======== SOURCE RECORDS
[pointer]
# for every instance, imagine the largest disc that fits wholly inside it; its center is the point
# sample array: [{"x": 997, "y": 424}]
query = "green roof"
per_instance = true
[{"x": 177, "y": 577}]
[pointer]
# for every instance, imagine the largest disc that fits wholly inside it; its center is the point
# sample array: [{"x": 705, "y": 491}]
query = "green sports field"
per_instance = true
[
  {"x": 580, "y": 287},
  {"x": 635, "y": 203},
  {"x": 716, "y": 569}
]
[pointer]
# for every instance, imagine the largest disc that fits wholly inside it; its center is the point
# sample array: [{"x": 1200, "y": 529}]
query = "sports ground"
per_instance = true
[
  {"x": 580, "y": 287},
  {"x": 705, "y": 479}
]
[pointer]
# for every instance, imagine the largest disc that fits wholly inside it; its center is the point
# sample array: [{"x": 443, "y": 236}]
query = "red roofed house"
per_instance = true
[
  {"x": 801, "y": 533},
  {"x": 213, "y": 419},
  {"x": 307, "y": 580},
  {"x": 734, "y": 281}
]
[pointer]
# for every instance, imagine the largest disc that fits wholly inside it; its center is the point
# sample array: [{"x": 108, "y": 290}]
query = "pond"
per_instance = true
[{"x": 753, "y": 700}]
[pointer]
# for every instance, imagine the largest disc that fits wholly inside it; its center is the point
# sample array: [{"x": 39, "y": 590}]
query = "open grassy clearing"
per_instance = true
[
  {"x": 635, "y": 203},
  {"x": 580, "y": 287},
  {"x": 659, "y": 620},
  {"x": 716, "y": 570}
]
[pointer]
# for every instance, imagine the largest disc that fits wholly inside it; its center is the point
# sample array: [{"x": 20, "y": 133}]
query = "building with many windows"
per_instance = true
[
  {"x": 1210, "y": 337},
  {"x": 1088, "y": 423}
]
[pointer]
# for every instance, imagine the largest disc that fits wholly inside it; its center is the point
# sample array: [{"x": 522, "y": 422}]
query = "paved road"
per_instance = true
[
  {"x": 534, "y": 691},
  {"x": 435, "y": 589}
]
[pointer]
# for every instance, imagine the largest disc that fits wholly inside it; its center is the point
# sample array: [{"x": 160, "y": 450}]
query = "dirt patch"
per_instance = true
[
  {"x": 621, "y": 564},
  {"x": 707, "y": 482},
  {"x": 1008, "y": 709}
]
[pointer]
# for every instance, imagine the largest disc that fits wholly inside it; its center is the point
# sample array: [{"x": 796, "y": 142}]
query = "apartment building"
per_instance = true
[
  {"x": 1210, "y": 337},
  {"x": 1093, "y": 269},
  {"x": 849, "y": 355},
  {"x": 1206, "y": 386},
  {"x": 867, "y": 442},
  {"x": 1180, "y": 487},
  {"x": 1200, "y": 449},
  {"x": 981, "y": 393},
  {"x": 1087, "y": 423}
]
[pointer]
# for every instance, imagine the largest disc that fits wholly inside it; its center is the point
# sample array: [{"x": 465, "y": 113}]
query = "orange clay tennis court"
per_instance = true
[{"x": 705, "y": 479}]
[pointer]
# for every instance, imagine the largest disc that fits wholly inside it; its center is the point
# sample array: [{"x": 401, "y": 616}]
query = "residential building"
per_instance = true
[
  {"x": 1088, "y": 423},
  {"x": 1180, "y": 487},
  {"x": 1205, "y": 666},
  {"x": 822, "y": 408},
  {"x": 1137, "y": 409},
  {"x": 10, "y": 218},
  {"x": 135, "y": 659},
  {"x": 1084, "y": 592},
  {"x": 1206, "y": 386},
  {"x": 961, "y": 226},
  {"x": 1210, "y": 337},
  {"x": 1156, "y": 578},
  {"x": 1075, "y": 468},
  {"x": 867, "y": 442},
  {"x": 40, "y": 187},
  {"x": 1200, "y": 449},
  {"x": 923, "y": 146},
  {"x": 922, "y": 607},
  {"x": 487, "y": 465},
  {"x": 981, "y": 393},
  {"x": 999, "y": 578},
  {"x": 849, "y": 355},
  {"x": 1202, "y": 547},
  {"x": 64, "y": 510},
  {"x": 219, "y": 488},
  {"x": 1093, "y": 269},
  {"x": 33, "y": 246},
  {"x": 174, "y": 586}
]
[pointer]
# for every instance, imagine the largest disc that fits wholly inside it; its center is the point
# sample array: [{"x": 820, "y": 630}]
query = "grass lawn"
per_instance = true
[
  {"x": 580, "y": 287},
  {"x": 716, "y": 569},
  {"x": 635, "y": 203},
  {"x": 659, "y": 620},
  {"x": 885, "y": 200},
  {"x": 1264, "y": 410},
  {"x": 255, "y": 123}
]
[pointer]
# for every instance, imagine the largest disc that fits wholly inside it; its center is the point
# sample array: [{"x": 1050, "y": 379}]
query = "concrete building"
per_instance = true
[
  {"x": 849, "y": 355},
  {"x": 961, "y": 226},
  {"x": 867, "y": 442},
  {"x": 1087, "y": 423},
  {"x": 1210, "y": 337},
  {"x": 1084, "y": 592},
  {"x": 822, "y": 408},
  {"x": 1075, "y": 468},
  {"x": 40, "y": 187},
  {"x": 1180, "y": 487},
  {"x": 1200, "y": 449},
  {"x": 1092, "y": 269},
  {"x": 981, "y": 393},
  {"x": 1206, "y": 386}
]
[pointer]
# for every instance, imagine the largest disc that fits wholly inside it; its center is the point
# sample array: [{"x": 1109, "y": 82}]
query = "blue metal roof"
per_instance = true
================
======== SOURCE RECORDS
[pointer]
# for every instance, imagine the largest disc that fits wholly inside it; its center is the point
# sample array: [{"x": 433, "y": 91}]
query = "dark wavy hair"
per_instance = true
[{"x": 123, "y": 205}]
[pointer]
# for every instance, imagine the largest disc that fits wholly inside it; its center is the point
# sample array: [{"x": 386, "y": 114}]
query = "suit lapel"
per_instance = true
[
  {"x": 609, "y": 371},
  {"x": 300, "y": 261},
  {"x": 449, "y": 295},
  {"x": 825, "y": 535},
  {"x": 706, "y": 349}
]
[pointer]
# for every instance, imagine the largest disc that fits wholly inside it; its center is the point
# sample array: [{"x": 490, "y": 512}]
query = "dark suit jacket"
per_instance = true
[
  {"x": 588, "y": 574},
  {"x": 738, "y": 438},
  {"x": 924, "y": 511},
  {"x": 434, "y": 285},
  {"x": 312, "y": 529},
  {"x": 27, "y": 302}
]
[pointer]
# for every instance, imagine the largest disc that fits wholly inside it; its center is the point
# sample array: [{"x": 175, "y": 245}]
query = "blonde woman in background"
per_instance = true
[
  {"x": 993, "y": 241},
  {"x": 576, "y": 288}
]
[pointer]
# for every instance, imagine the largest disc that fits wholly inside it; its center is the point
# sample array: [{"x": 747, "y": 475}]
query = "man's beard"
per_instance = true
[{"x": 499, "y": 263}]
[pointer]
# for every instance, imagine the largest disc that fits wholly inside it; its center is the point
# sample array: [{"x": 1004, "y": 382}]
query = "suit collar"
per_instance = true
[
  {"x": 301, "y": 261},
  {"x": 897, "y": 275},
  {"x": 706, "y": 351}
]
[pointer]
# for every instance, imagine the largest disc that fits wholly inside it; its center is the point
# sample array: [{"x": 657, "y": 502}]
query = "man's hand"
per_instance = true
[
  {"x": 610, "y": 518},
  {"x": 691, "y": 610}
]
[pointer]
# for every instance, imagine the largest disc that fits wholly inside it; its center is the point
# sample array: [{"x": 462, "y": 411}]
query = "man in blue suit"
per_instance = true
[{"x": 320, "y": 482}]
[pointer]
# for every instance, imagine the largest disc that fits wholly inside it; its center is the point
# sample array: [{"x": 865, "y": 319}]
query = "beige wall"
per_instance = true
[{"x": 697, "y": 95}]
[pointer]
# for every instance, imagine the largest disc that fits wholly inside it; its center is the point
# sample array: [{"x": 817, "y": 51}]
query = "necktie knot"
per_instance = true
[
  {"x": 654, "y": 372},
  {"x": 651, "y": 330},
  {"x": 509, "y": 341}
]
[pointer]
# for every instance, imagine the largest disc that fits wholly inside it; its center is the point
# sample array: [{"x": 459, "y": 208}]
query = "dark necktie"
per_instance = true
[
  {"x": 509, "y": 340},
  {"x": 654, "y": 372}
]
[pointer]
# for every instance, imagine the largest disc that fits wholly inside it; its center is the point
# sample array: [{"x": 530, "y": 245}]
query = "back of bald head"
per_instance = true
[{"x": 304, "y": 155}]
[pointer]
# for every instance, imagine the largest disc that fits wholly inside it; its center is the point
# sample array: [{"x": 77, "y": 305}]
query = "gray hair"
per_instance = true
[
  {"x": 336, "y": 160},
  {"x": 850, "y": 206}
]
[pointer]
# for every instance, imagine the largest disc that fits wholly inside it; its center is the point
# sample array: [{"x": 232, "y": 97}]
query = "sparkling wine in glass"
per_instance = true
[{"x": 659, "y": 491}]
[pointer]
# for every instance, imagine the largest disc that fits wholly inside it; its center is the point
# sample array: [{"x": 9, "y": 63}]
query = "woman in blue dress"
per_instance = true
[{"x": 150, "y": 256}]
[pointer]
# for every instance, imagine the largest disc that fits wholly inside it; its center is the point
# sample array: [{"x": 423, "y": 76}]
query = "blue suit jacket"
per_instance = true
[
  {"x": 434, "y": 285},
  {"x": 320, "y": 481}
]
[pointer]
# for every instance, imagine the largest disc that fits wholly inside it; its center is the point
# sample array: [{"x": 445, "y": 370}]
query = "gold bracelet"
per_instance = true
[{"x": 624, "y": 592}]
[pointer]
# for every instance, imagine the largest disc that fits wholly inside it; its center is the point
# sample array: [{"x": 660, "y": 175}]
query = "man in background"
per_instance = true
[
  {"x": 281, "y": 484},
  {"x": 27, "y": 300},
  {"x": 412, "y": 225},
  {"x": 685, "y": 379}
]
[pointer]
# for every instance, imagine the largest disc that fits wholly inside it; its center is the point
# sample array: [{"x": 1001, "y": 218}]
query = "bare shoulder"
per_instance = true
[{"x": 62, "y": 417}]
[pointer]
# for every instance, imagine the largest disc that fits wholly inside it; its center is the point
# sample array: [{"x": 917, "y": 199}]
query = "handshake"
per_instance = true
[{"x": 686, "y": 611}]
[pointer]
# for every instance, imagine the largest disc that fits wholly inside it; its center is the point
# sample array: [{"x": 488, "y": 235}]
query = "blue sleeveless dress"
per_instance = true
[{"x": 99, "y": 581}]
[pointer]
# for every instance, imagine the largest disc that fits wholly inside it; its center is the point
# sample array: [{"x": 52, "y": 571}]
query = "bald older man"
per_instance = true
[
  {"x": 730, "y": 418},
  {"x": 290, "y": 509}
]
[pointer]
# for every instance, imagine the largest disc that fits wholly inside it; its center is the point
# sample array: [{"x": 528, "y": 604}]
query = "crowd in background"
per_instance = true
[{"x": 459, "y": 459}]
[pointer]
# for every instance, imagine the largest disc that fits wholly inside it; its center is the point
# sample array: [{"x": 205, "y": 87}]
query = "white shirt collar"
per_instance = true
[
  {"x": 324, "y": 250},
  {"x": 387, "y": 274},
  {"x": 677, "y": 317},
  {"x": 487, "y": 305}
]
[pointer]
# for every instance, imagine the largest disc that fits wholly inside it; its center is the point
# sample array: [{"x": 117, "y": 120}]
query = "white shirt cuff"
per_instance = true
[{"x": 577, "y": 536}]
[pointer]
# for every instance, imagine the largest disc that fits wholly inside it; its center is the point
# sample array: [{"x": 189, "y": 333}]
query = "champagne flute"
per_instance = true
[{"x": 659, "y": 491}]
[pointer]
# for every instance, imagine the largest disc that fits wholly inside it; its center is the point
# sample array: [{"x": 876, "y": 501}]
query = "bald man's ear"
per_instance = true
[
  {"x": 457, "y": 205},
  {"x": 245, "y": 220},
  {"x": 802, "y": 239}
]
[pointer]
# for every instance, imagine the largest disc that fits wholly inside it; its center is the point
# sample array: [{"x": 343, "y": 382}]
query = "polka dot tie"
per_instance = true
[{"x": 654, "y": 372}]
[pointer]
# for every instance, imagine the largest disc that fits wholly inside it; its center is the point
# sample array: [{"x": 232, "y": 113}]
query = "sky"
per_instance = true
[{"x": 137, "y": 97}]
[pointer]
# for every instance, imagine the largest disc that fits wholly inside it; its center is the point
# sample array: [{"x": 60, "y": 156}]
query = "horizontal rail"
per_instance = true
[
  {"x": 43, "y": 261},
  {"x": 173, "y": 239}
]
================
*REQUIRED WORK*
Please count the lines in the items above that contain the string "bald", treating case as significant, and reply with the number only.

*FINAL RESULT*
3